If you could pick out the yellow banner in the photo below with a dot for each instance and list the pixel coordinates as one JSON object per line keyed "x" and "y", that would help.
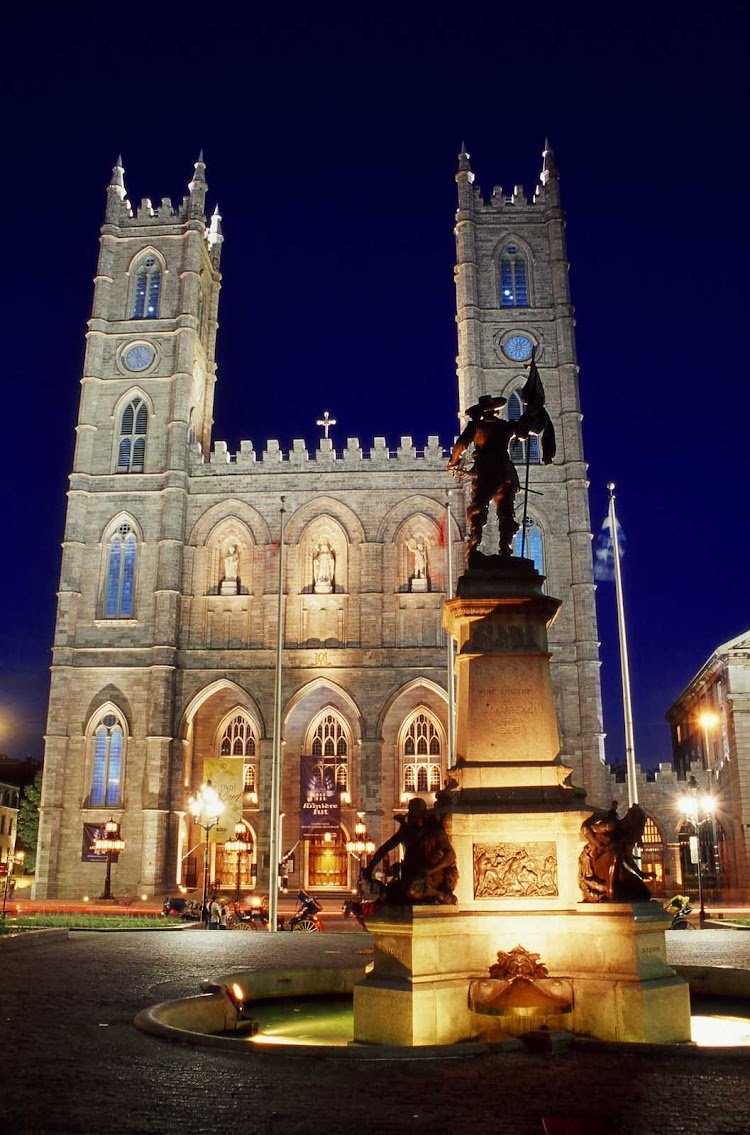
{"x": 227, "y": 776}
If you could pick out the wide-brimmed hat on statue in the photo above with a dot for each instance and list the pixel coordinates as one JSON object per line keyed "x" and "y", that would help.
{"x": 486, "y": 402}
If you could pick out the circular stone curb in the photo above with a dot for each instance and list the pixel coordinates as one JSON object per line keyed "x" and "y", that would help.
{"x": 19, "y": 939}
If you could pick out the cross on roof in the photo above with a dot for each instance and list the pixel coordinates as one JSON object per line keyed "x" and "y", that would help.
{"x": 326, "y": 421}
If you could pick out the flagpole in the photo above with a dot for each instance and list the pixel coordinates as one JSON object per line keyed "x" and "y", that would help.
{"x": 525, "y": 498}
{"x": 451, "y": 662}
{"x": 275, "y": 824}
{"x": 624, "y": 665}
{"x": 525, "y": 487}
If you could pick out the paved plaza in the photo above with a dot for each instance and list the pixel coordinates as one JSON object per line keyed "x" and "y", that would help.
{"x": 72, "y": 1060}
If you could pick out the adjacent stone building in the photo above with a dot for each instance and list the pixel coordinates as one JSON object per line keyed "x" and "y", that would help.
{"x": 165, "y": 661}
{"x": 710, "y": 741}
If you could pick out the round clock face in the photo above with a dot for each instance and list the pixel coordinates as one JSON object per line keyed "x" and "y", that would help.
{"x": 138, "y": 358}
{"x": 517, "y": 347}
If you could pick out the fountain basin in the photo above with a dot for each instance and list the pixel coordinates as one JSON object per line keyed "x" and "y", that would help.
{"x": 317, "y": 1003}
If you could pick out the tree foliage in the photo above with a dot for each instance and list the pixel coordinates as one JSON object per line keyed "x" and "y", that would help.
{"x": 28, "y": 820}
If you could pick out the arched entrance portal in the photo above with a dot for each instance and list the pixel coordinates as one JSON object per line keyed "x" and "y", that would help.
{"x": 328, "y": 860}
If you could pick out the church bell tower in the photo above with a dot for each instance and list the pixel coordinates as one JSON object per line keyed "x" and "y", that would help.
{"x": 513, "y": 299}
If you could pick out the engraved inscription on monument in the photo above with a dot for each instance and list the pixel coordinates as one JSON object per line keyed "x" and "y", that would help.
{"x": 508, "y": 871}
{"x": 500, "y": 638}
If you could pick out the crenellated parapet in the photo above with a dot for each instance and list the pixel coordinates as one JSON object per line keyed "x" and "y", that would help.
{"x": 406, "y": 456}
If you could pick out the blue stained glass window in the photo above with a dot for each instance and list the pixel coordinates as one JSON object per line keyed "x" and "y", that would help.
{"x": 111, "y": 604}
{"x": 128, "y": 574}
{"x": 140, "y": 300}
{"x": 99, "y": 774}
{"x": 138, "y": 454}
{"x": 534, "y": 546}
{"x": 519, "y": 448}
{"x": 148, "y": 285}
{"x": 107, "y": 768}
{"x": 514, "y": 283}
{"x": 152, "y": 307}
{"x": 124, "y": 454}
{"x": 115, "y": 770}
{"x": 134, "y": 423}
{"x": 120, "y": 574}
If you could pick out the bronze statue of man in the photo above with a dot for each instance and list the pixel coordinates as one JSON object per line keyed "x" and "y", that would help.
{"x": 494, "y": 474}
{"x": 428, "y": 871}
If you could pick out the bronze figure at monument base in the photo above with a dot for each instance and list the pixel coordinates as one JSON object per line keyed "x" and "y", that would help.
{"x": 607, "y": 869}
{"x": 428, "y": 872}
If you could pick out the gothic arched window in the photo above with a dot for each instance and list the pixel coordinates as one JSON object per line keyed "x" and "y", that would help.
{"x": 514, "y": 282}
{"x": 519, "y": 448}
{"x": 148, "y": 286}
{"x": 237, "y": 739}
{"x": 107, "y": 764}
{"x": 421, "y": 754}
{"x": 330, "y": 741}
{"x": 119, "y": 588}
{"x": 533, "y": 545}
{"x": 131, "y": 452}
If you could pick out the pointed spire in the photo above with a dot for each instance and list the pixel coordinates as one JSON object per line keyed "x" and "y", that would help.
{"x": 464, "y": 165}
{"x": 215, "y": 235}
{"x": 117, "y": 181}
{"x": 197, "y": 190}
{"x": 116, "y": 194}
{"x": 549, "y": 170}
{"x": 200, "y": 173}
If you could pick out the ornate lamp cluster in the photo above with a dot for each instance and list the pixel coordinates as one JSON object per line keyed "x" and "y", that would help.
{"x": 110, "y": 843}
{"x": 207, "y": 808}
{"x": 361, "y": 845}
{"x": 243, "y": 845}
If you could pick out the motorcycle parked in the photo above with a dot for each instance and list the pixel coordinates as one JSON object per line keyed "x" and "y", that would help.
{"x": 253, "y": 916}
{"x": 185, "y": 909}
{"x": 306, "y": 915}
{"x": 679, "y": 907}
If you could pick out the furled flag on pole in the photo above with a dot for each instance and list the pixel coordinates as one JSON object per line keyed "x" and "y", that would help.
{"x": 534, "y": 415}
{"x": 604, "y": 552}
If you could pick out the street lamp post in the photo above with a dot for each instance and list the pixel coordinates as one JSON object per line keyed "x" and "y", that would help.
{"x": 241, "y": 843}
{"x": 708, "y": 720}
{"x": 361, "y": 846}
{"x": 109, "y": 843}
{"x": 15, "y": 858}
{"x": 698, "y": 809}
{"x": 207, "y": 807}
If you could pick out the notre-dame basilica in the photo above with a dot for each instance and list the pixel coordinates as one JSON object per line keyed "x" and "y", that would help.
{"x": 165, "y": 658}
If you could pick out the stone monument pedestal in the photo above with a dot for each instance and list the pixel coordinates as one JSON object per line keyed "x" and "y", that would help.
{"x": 514, "y": 823}
{"x": 613, "y": 956}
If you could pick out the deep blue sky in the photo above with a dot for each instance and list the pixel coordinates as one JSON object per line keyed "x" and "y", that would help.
{"x": 330, "y": 144}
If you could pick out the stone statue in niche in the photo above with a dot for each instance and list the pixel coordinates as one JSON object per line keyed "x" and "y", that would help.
{"x": 323, "y": 568}
{"x": 418, "y": 580}
{"x": 229, "y": 585}
{"x": 607, "y": 871}
{"x": 428, "y": 872}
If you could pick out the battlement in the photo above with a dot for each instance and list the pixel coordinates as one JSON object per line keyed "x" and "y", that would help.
{"x": 519, "y": 199}
{"x": 326, "y": 456}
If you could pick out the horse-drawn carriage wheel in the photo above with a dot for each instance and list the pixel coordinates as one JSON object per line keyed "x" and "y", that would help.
{"x": 306, "y": 924}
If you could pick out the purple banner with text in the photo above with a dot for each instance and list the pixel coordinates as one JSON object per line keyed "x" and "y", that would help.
{"x": 320, "y": 805}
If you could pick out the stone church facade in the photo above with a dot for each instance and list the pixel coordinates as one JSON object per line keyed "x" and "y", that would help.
{"x": 165, "y": 646}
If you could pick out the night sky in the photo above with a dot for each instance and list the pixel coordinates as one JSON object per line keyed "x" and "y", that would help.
{"x": 331, "y": 143}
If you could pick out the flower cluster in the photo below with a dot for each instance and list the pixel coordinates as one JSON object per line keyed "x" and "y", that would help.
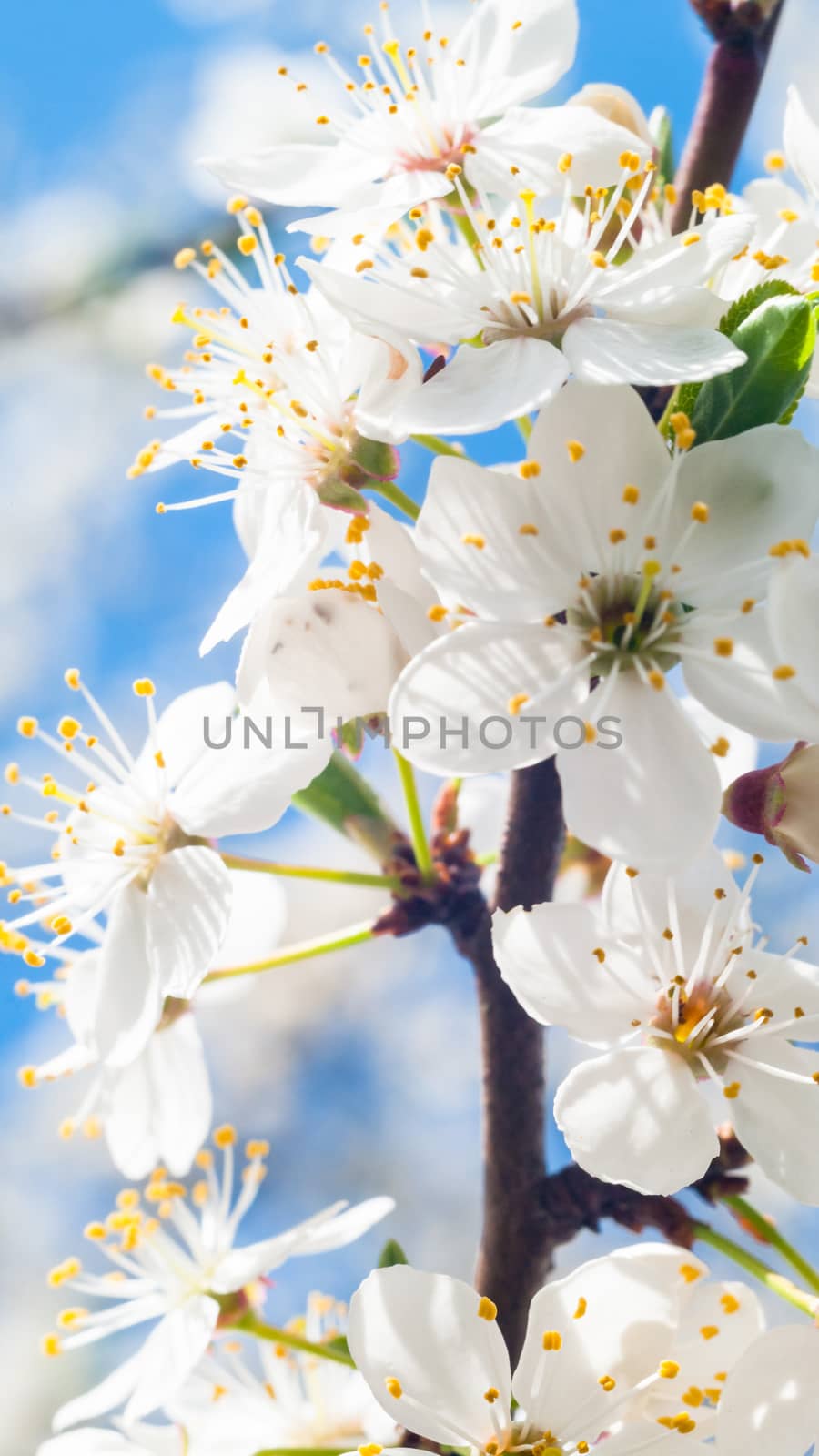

YOUR OBJECTIVE: Reproduce all of the material above word for word, leaving out the pictures.

TASK RESULT:
If you could pick out the yellow banner in the photo below with a dot for each instance and list the pixel coordinates as one JSON object per line keyed "x" and "y", that would help.
{"x": 227, "y": 776}
If you could pick out the wide-brimmed hat on statue in the photo above with a dot for each instance and list the pixel coordinates as one JSON object per line keyed "x" and "y", that would help.
{"x": 486, "y": 402}
If you could pick out the circular stone curb in the photo above with a dot for each instance and list the pixel coordinates as one JSON object per line keyed "x" and "y", that would help.
{"x": 19, "y": 939}
If you could pick out the cross on roof in the photo above with a dot for each instance and list the pixel coordinates as one JSON object per line keyed "x" and "y", that would help.
{"x": 326, "y": 421}
If you could pick out the flagpole in the photo above with a dot for each instance and list the pixel coordinates as one JSON object per line keyed "x" and "y", that would help.
{"x": 525, "y": 498}
{"x": 451, "y": 662}
{"x": 275, "y": 824}
{"x": 624, "y": 665}
{"x": 525, "y": 487}
If you could pick out the paved plaza in the photo above with a dot for each instance and list the pixel coordinates as one JSON object per line keyed "x" and "y", that would help.
{"x": 72, "y": 1060}
If you could pick out the adjacent stone building in the photo above with a dot for each instance and list the pixel coordinates as one JSON object per line keyed "x" and "y", that would help.
{"x": 165, "y": 661}
{"x": 710, "y": 741}
If you could pick out the round clock face in the photo above with a dot for each instance and list the pixel coordinates as one JSON object per line keyed "x" and "y", that would help.
{"x": 138, "y": 358}
{"x": 517, "y": 347}
If you could pick out the fountain basin in the photo above with a dot for each instance and list the pixel coordinates as one JSON object per line keyed "x" and "y", that would help.
{"x": 317, "y": 1003}
If you could pick out the tree foliage in the photo above with a dot for each instance and list the pixel coordinates as one JSON object per line keyed "x" and "y", that would help.
{"x": 28, "y": 820}
If you could pick out the arched entrance portal in the photo above with a dot for each instance and list the pixel coordinates as one JSON object per line keyed "x" and "y", that would help.
{"x": 328, "y": 860}
If you could pick out the church bell tower in the photo above with a dot for each instance and list the pixel coordinates as one JSON object per line keyed "x" and "y", that would help.
{"x": 513, "y": 299}
If you could pick out the engraved inscription on monument in the photo above with a dot for each instance and list the pixel coordinates as one JSON object per line keyed "x" and "y", that would help.
{"x": 508, "y": 871}
{"x": 500, "y": 638}
If you could pick out the crenellated parapet in the photo above with a dot for each instance and list the pixel coordinates as one JSON object per line keyed "x" and "y", that would help.
{"x": 406, "y": 456}
If you could pick out the blue stained glass window in the photo above with a dot for each instance and list the pixel coordinates as one JSON object per line keyed "x" and "y", that would help.
{"x": 111, "y": 604}
{"x": 128, "y": 574}
{"x": 140, "y": 300}
{"x": 99, "y": 774}
{"x": 138, "y": 454}
{"x": 534, "y": 546}
{"x": 519, "y": 448}
{"x": 148, "y": 285}
{"x": 107, "y": 768}
{"x": 514, "y": 283}
{"x": 152, "y": 307}
{"x": 124, "y": 454}
{"x": 115, "y": 770}
{"x": 134, "y": 423}
{"x": 120, "y": 574}
If you could pick out the bronze statue of man in the photo above with a dot for each instance and list the pixel coordinates as one JSON object per line keyed "x" and "y", that would help.
{"x": 494, "y": 474}
{"x": 428, "y": 871}
If you could pick out the bronze figure at monument base in the photo above with a dot for each instance and list the pixel coordinates as one JSON object per line keyed "x" and "y", that would help.
{"x": 607, "y": 869}
{"x": 428, "y": 872}
If you could pick out the gothic arched window in the photo above with a dot for each instance and list the pixel coordinates as one JSON object per line keyed "x" and "y", that would help.
{"x": 514, "y": 282}
{"x": 519, "y": 448}
{"x": 148, "y": 286}
{"x": 237, "y": 739}
{"x": 107, "y": 764}
{"x": 421, "y": 754}
{"x": 330, "y": 741}
{"x": 119, "y": 588}
{"x": 533, "y": 545}
{"x": 131, "y": 452}
If you could pick out the pointed spire in the photo above with a dot for each instance and list the pixel coordinates as one JSON object per line keyed "x" and "y", that would help.
{"x": 464, "y": 165}
{"x": 215, "y": 235}
{"x": 117, "y": 181}
{"x": 197, "y": 190}
{"x": 116, "y": 194}
{"x": 549, "y": 170}
{"x": 200, "y": 173}
If you could pick out the ornate lamp cluster in the photo above with a dot for each instance and list the pixel coordinates as one JSON object per line keyed "x" and "y", that would help.
{"x": 110, "y": 843}
{"x": 207, "y": 808}
{"x": 361, "y": 845}
{"x": 243, "y": 845}
If you could pick out the motorcycle parked in the photo above with a dot for each instance and list the pixel coordinates as one JSON object per line keyed "x" and "y", that would help.
{"x": 253, "y": 916}
{"x": 185, "y": 909}
{"x": 306, "y": 915}
{"x": 679, "y": 907}
If you could pick out the furled flag on pole in the photo above with a dot for each instance and list the pixel coordinates as one JSON object per line keyed "x" and "y", that would help.
{"x": 534, "y": 415}
{"x": 604, "y": 552}
If you could pick out the street lamp post in the photo above with a dot for each instance and list the pixel coordinates as one JSON object per line keyed "x" and "y", that would help.
{"x": 241, "y": 843}
{"x": 708, "y": 720}
{"x": 361, "y": 846}
{"x": 109, "y": 843}
{"x": 15, "y": 858}
{"x": 698, "y": 809}
{"x": 207, "y": 807}
If you could pick out the notre-dame basilica in the photo above with a dot for each instance and list the pixel coordinates as one JSON object per line keyed "x" and "y", that would help.
{"x": 165, "y": 658}
If you could pick out the stone monument pedestal in the photo above with a dot for each instance and list the pixel coordinates as one JSON object per line keyed "x" and "y", that would help.
{"x": 514, "y": 823}
{"x": 613, "y": 956}
If you could pick out the deep blue sky in the photo above with a dot for each instance and list the pixel coordinates as one JSON object per line keyed "x" and "y", that would help.
{"x": 330, "y": 144}
If you could pick out the stone statue in niche in the photo above with a dot for each instance and list the pixel coordinates as one JSON object per line keyed "x" and "y", that would help.
{"x": 323, "y": 568}
{"x": 418, "y": 580}
{"x": 229, "y": 585}
{"x": 607, "y": 871}
{"x": 428, "y": 872}
If you could pick out the battlement in the photo above with a dot for each instance and list the pixel coordinates as one JSON object per line keyed "x" and "y", that would help.
{"x": 519, "y": 199}
{"x": 326, "y": 456}
If you could pick out the horse-drawn carriage wheel in the photo above with a dot for each instance and list the pixel coordinates as one JSON object per line keyed "x" and "y", that would help.
{"x": 306, "y": 924}
If you could pick out the purple banner with text in the photo above with a dot for each instance and list the pixel coordinates as one JSON object per line keyed "x" and "y", that would help.
{"x": 320, "y": 805}
If you could pick out the stone church facade in the photo above with a dot for each instance and list the pixel coordinates as one JSON object per line keyed "x" and "y", that would help.
{"x": 165, "y": 646}
If you could pick out the night sky in the photo above with a dot for each instance and list the pixel coordinates as one JSON object per line keyed "x" and "y", that would help.
{"x": 331, "y": 143}
If you could pick out the flower cluster in the photo below with a dot for each instance and list the pixel coordinates as one JSON object per line keyed "x" and "y", that would help.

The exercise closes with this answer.